Collected data:
+-------+

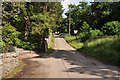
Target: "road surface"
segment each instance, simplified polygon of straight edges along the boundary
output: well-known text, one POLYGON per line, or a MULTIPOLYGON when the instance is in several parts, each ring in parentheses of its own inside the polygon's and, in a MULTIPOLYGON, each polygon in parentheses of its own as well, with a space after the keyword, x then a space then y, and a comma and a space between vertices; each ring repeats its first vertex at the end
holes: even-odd
MULTIPOLYGON (((55 35, 56 36, 56 35, 55 35)), ((55 37, 55 51, 25 60, 16 78, 117 78, 118 68, 85 57, 63 38, 55 37)))

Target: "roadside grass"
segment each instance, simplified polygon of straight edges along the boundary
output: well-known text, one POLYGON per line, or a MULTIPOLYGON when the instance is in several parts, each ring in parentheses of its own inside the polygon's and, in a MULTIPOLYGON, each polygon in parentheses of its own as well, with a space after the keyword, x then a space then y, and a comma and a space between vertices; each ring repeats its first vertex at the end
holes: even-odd
POLYGON ((7 75, 4 75, 2 77, 2 80, 9 80, 10 78, 13 78, 18 72, 20 72, 23 67, 24 67, 24 62, 22 61, 22 59, 19 59, 19 66, 16 67, 15 69, 13 69, 13 71, 11 71, 10 73, 8 73, 7 75))
POLYGON ((83 43, 81 43, 80 40, 76 40, 75 36, 65 35, 64 39, 76 49, 80 49, 83 47, 83 43))
POLYGON ((52 34, 51 36, 51 41, 50 41, 50 45, 48 46, 48 52, 53 52, 54 51, 54 35, 52 34))
POLYGON ((102 62, 120 66, 120 38, 105 37, 94 39, 88 42, 87 46, 80 40, 75 40, 74 36, 66 35, 64 39, 84 54, 95 57, 102 62))

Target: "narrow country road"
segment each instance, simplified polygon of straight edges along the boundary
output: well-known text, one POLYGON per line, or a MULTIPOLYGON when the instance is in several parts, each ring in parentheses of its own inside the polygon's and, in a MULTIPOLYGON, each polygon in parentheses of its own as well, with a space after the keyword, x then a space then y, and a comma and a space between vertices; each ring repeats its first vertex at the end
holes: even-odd
MULTIPOLYGON (((56 36, 56 35, 55 35, 56 36)), ((63 38, 55 37, 55 51, 29 58, 16 78, 117 78, 118 68, 85 57, 63 38)))

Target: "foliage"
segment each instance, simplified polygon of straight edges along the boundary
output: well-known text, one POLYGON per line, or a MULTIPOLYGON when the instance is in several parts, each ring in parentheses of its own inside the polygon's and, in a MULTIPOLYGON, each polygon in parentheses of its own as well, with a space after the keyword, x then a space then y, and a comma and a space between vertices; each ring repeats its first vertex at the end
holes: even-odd
POLYGON ((84 22, 83 26, 80 28, 79 39, 81 39, 82 42, 85 42, 97 38, 98 35, 100 35, 100 30, 93 30, 87 22, 84 22))
POLYGON ((75 36, 65 35, 64 39, 76 49, 80 49, 83 47, 83 43, 80 43, 80 40, 76 40, 75 36))
POLYGON ((96 57, 102 61, 109 62, 110 64, 120 65, 118 59, 118 57, 120 57, 120 51, 118 50, 119 43, 119 39, 104 39, 99 43, 91 44, 88 47, 84 47, 82 51, 85 54, 96 57))
POLYGON ((104 34, 117 35, 120 32, 120 22, 119 21, 107 22, 102 27, 102 30, 103 30, 104 34))
POLYGON ((2 52, 14 51, 14 45, 18 40, 20 32, 16 31, 16 28, 6 22, 3 23, 2 32, 2 52))
POLYGON ((53 50, 54 50, 54 35, 52 34, 51 35, 51 41, 50 41, 50 44, 48 46, 48 51, 53 52, 53 50))
POLYGON ((120 39, 112 37, 94 39, 88 42, 86 46, 80 40, 76 40, 75 36, 66 35, 65 40, 74 48, 79 49, 84 54, 96 57, 109 64, 120 65, 120 39))
POLYGON ((63 10, 60 2, 4 2, 2 9, 4 24, 12 26, 4 27, 3 43, 7 47, 3 51, 6 48, 13 51, 11 46, 42 51, 49 32, 61 26, 63 10))

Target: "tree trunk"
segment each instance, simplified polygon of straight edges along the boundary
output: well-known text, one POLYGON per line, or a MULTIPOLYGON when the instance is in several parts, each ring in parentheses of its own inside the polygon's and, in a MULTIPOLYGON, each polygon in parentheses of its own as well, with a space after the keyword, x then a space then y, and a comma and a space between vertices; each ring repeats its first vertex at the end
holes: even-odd
POLYGON ((28 39, 28 35, 29 35, 29 28, 30 28, 30 9, 29 9, 29 6, 30 5, 30 3, 26 3, 26 12, 27 12, 27 17, 25 18, 25 20, 26 20, 26 27, 25 27, 25 37, 24 37, 24 39, 25 39, 25 41, 28 39))

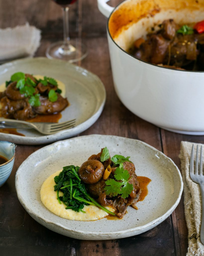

+-------+

Could you update the entries above so that each "simplified polygon" becomes "detailed polygon", with everything else left as it is and the pictures left out of your answer?

▶ IN RESPONSE
Target: "road surface"
segment each instance, detailed polygon of straight edges along the boundary
output: well-known text, one POLYGON per line, or a MULTIPOLYGON when the instance is in several parts, each ring in parentheses of its own inside the polygon's and, in a MULTIPOLYGON, each polygon in parentheses of its own as well, with a space after the keyword, x then a space then y, and a comma and a space between vertices; each ring repeats its first vertex at the end
holes: even-odd
MULTIPOLYGON (((55 35, 56 36, 56 35, 55 35)), ((55 37, 55 51, 25 60, 16 78, 117 78, 118 68, 85 57, 63 38, 55 37)))

Target: "roadside grass"
segment each instance, detailed polygon of straight edges along the boundary
output: well-known text, one POLYGON per line, or a MULTIPOLYGON when the instance is in several parts, each ring in parentheses of its own inside the polygon's and, in a MULTIPOLYGON, each polygon in parentheses of its own as well, with a space after the keyword, x then a space then y, and a comma and a space between vertices; each ring repeats its first vertex at the end
holes: even-odd
POLYGON ((7 75, 4 75, 2 77, 2 80, 9 80, 10 78, 13 78, 18 72, 20 72, 23 67, 24 67, 24 62, 22 61, 22 59, 19 59, 19 66, 16 67, 15 69, 13 69, 13 71, 11 71, 10 73, 8 73, 7 75))
POLYGON ((83 43, 81 43, 80 40, 76 40, 75 36, 65 35, 64 39, 76 49, 80 49, 83 47, 83 43))
POLYGON ((52 34, 51 36, 51 41, 50 41, 50 45, 48 46, 48 52, 53 52, 54 51, 54 35, 52 34))
POLYGON ((102 62, 120 66, 120 38, 105 37, 94 39, 88 42, 87 46, 80 40, 75 40, 74 36, 66 35, 64 39, 84 54, 95 57, 102 62))

Target: "narrow country road"
segment each instance, detailed polygon of straight edges along the boundary
output: well-known text, one POLYGON per line, or a MULTIPOLYGON when the instance is in several parts, each ring in parentheses of its own inside the polygon's and, in a MULTIPOLYGON, each polygon in parentheses of its own as well, with a space after the keyword, x then a space then y, and a comma and a space between vertices; each ring repeats its first vertex at the end
holes: even-odd
MULTIPOLYGON (((56 36, 56 35, 55 35, 56 36)), ((63 38, 55 37, 55 51, 29 58, 16 78, 117 78, 118 68, 85 57, 63 38)))

Target: "foliage"
segment each instance, detailed polygon of straight edges along the boundary
output: well-known text, one POLYGON per line, or a MULTIPOLYGON when the instance is in several parts, each ring in parentheses of its own inside the polygon's and, in a MULTIPOLYGON, each polygon in parentheses of its own as well, with a space after the keyword, x then a space then y, and a comma and a space between vertices; each ring repeats its first vertex at the end
holes: even-odd
POLYGON ((84 22, 83 26, 80 28, 79 39, 81 39, 82 42, 85 42, 97 38, 98 35, 100 35, 100 30, 93 30, 87 22, 84 22))
POLYGON ((75 36, 65 35, 64 39, 76 49, 80 49, 83 47, 83 43, 80 43, 80 40, 76 40, 75 36))
POLYGON ((96 57, 102 61, 109 62, 110 64, 120 65, 118 59, 118 57, 120 57, 120 51, 118 50, 119 43, 119 39, 104 39, 99 43, 91 44, 88 47, 84 47, 82 51, 85 54, 96 57))
POLYGON ((104 34, 117 35, 120 32, 120 22, 119 21, 107 22, 102 27, 102 30, 103 30, 104 34))
POLYGON ((2 52, 14 51, 14 45, 18 40, 20 32, 16 31, 16 28, 6 22, 3 23, 2 32, 2 52))
POLYGON ((53 50, 54 50, 54 35, 52 34, 51 35, 51 41, 50 41, 50 44, 48 46, 48 51, 53 52, 53 50))
POLYGON ((120 39, 112 37, 94 39, 88 42, 86 46, 80 40, 76 40, 75 36, 66 35, 65 40, 74 48, 79 49, 84 54, 96 57, 109 64, 120 65, 120 39))
POLYGON ((63 10, 60 2, 4 2, 2 9, 4 24, 12 26, 4 27, 3 43, 7 47, 3 51, 6 48, 13 51, 11 46, 42 51, 49 32, 61 26, 63 10))

Target: "tree trunk"
segment each instance, detailed polygon of straight edges along the boundary
output: well-known text, one POLYGON per line, or a MULTIPOLYGON when the instance is in several parts, each ring in parentheses of its own inside the polygon's and, in a MULTIPOLYGON, each polygon in parentheses of its own as well, with a space after the keyword, x then a space then y, and a comma and a space between vertices; each ring repeats its first vertex at the end
holes: even-odd
POLYGON ((28 39, 28 35, 29 35, 29 28, 30 28, 30 9, 29 9, 29 6, 30 5, 30 3, 26 3, 26 12, 27 12, 27 17, 25 18, 25 20, 26 20, 26 27, 25 27, 25 37, 24 37, 24 39, 25 39, 25 41, 28 39))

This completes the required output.